● **Problems to solve**
[A] Write out the passage of the forum thread between "More likely it's" and "(18 August 2007)", inclusive.
[B] List every date that appears in the forum thread below.

● **Passage provided**
— START —

Correction : KEN is due to list on ASX on 17 Sept. I've started a thread on this one some weeks back.


----------



## Smurf1976 (17 August 2007)

insider said:


> I guess it's how you ask questions... for example If I said would you like 120 meter tall, bird killing, noisy structures in your back yard to cut co2 emmissions? you'd say no... But If I said would you like to stop global warming, improve air quality for you and your kids and save our planet and precious rear and endangered species around the world? then you'd say yes... I bet AGL or perhaps more so the government seeing as the process actually topped at them, for their own reasons asked the wrong question... probably to help the coal industry or something... just My opinion anyway



More likely it's to help the gas industry. That's who usually wins when some other power source is opposed by environmentalists.


----------



## purple (18 August 2007)

— END —

● **Given material**
— START —

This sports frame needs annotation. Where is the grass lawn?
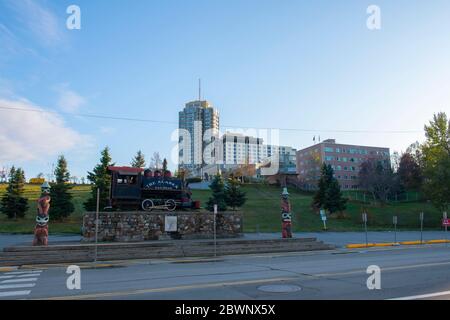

— END —

● **The solutions**
[A]
More likely it's to help the gas industry. That's who usually wins when some other power source is opposed by environmentalists.


----------



## purple (18 August 2007)

[B]
17 Sept
17 August 2007
18 August 2007